▶ **Dataset records**:
<<<<

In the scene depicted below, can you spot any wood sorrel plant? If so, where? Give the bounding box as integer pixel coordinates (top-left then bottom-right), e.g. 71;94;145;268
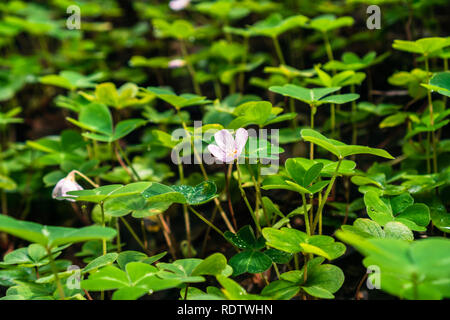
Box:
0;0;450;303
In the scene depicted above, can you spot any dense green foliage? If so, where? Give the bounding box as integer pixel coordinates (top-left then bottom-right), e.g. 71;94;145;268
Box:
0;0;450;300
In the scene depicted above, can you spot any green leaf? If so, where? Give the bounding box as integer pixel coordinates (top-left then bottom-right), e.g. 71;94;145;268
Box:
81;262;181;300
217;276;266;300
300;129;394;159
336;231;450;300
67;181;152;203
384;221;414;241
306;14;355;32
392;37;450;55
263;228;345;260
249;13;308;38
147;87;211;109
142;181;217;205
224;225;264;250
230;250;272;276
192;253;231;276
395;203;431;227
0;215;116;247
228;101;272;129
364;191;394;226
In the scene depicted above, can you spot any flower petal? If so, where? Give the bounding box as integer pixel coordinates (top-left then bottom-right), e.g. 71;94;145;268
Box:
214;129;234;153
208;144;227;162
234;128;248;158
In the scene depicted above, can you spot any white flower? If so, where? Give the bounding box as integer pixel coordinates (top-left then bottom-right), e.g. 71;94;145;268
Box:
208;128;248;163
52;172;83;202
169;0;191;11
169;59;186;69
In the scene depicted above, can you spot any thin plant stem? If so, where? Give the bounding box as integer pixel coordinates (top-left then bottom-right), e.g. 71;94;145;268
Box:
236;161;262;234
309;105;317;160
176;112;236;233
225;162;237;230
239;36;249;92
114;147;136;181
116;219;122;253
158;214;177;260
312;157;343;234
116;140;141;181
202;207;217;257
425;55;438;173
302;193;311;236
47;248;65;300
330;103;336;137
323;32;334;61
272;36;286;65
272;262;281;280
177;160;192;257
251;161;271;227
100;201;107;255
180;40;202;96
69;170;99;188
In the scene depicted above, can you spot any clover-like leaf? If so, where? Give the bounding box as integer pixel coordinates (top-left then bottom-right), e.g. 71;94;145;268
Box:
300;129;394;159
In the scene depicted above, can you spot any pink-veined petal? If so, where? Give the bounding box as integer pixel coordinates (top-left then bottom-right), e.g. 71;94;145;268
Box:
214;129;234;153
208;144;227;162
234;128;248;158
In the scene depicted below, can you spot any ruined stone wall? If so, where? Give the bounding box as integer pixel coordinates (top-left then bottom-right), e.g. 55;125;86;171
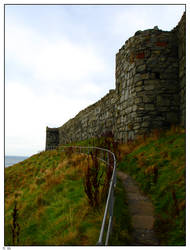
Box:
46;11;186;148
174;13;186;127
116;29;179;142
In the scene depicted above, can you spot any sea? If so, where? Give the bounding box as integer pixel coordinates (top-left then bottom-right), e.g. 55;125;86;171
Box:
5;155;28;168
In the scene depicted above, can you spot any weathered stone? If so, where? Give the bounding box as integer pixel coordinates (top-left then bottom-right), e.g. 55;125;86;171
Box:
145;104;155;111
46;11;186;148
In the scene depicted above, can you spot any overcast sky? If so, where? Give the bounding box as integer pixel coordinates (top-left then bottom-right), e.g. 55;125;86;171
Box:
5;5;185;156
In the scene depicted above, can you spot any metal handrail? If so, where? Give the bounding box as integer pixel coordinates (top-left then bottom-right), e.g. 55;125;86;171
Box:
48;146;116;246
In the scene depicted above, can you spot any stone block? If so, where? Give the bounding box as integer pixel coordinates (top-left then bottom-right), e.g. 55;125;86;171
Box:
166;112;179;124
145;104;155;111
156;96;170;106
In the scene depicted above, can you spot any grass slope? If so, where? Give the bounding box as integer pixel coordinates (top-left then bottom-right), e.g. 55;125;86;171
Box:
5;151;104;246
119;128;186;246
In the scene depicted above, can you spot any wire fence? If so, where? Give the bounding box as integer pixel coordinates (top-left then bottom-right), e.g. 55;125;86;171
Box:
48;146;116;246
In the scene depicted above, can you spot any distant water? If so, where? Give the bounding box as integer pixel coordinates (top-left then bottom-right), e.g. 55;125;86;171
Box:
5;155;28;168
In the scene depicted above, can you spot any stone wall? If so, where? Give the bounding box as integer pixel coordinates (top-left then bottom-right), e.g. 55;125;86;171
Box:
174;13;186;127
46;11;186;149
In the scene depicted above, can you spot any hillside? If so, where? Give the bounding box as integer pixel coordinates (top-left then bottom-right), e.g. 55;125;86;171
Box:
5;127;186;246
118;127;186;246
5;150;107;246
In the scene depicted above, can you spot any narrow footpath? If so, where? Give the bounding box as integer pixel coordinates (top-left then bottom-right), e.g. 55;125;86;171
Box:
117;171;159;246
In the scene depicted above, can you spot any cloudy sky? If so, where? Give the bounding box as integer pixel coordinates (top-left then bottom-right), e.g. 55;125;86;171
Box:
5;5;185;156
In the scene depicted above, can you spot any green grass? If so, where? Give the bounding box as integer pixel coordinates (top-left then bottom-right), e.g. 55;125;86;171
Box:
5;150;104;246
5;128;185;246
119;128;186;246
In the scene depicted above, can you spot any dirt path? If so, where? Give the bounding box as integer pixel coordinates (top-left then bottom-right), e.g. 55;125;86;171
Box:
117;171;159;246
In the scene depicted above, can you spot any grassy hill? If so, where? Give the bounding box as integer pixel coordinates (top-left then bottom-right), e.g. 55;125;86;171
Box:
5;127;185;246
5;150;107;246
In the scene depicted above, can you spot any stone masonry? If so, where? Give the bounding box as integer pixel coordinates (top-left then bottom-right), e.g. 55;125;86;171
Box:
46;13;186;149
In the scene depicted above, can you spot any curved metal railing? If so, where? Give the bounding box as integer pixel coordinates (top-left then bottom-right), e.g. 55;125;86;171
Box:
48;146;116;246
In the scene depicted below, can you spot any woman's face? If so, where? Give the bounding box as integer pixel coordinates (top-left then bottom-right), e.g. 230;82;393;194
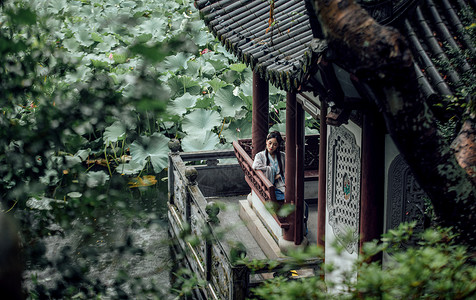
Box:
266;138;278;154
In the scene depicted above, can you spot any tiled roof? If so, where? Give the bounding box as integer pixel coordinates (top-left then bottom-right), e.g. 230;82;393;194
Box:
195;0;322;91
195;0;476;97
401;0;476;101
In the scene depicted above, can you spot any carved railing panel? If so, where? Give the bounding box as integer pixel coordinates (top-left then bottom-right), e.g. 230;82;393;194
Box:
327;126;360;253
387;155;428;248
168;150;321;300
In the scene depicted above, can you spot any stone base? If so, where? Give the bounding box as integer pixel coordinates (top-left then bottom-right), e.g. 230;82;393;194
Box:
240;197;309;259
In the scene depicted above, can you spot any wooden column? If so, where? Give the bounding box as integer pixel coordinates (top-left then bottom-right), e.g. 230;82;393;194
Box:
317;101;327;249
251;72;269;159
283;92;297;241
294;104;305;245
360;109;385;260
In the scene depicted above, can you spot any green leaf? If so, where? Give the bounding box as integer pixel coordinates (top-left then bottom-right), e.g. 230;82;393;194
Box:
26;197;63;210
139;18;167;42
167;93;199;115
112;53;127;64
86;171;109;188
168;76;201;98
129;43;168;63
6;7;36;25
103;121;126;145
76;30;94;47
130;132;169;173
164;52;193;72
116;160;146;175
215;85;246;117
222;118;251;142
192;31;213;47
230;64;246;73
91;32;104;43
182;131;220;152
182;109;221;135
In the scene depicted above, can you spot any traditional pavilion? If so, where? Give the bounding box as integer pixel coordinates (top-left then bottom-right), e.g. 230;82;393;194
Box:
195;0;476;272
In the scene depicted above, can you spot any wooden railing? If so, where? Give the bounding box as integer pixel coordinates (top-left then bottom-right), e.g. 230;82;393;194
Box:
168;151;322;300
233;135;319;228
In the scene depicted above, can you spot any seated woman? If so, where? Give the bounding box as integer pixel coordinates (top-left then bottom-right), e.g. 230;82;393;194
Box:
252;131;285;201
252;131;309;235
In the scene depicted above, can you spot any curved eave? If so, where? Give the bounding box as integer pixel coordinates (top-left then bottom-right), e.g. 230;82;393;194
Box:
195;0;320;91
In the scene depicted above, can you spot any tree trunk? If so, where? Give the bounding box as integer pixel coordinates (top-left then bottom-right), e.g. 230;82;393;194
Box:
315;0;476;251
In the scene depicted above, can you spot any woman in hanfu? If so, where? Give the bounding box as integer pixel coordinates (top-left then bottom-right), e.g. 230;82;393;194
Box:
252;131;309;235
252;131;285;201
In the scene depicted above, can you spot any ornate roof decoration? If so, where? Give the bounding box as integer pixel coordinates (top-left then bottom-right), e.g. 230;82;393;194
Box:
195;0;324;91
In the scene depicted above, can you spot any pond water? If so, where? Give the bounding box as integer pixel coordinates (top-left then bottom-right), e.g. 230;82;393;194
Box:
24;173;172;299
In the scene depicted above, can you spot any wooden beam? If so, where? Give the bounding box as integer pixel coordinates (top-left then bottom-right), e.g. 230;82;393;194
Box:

>>>>

▶ **Task goal**:
Can you format the listing above, from the line containing "In the scene depicted above, can you spot any carved" down to the line containing "360;109;385;260" (both included), as a Markdown table with a Row column for the row number and a Line column for the line itself, leaving out blank lines?

▶ **Solution to this exercise**:
| Row | Line |
|---|---|
| 1 | In the scene depicted above, can you spot any carved railing panel? If so, where? Give the bounding box as integer pixel coordinates (top-left then bottom-right), e.g. 230;82;393;194 |
| 2 | Box: |
| 3 | 327;126;360;253 |
| 4 | 387;155;428;248 |
| 5 | 168;150;321;300 |
| 6 | In the scene depicted above, can you spot any stone base? If so, where? Give the bounding box as integer pixel coordinates (top-left then bottom-right), e.g. 230;82;393;194 |
| 7 | Box: |
| 8 | 240;197;309;259 |
| 9 | In the scene depicted above, can you spot any wooden column? If so, where? Give the bounding box as integer pixel coordinates (top-left then bottom-right), e.g. 230;82;393;194 |
| 10 | Box: |
| 11 | 317;101;327;249 |
| 12 | 251;72;269;159 |
| 13 | 283;92;297;241 |
| 14 | 294;104;305;245 |
| 15 | 360;109;385;260 |